The Great Harvard Debate

Of course, since nobody really cares about calculus, most of the "arguing" was done by these guys.

Isaac Newton, or Mr Newton as he was known to his friend, and Gottfried Wilhelm Leibniz, or Nitzy as he was known to his wide circle of friends, were contemporaries of each other. Their lives overlapped not only by temporal coincidence, but also by virtue of each inventing what is today known as calculus mathematics.

edit The quarrel

The credit for earliest invention is given to Newton but everybody uses Leibniz's notation, perhaps because Leibniz was more popular. Newton called his maths "Fluxions", which was a reference to the notion of continual change in a function which makes it difficult to get the same answer twice. Leibniz called his "Calculus", in honour of his passing a large kidney stone a few days earlier, which was all the more impressive by his insistence on working it out with a pencil. It is from "calculus" that we derive the word "calculate", which for most of us is all we manage to successfully derive.

What you need to do: Pick up the piece on Newton and Leibniz after its last sentence and continue writing it. The lines after this point are separate material, unrelated to the piece on Newton and Leibniz.

Raw data:
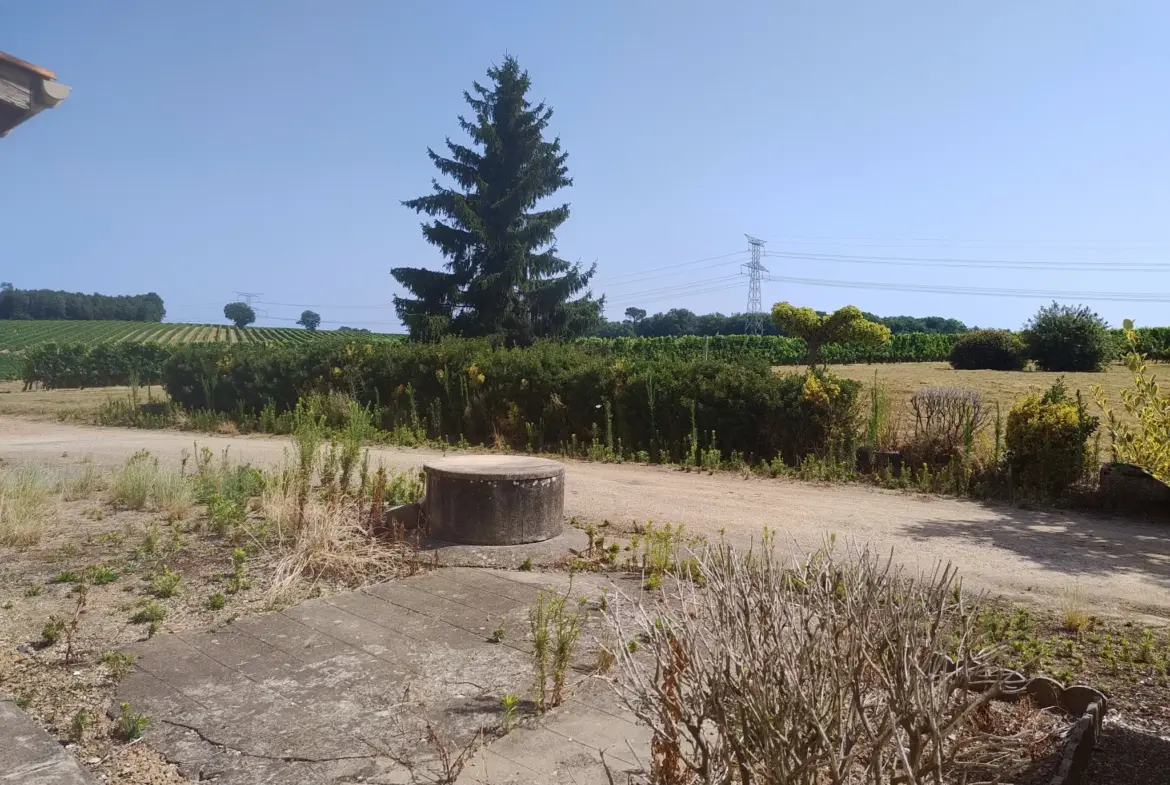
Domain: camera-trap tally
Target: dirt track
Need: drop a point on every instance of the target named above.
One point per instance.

Answer to this task:
Newton claimed that Leibniz had stolen his idea for calculus, despite never having told anybody about it, except possibly Leibniz. Unfortunately for Newton he had no documentary proof of having known about Fluxions before Leibniz published his paper. Fortunately for Newton he worked at Cambridge and so everybody believed him. However, Leibniz, by having more friends, was able to sway the argument in his favour.

Newton claimed to have invented Fluxions in 1666, surrounded by rats during the great plague. Leibniz invented his Calculus in 1674, surrounded by the same rats selling information. Leibniz published his ideas in 1684, whereas Newton's were published in 1687.

The argument raged on for over a hundred years before reaching a limiting factor in the form of "being bothered" tending towards zero, and thus fizzling out. Today we consider that both Newton and Leibniz invented calculus independently, though it remains universally acknowledged that Leibniz had more friends.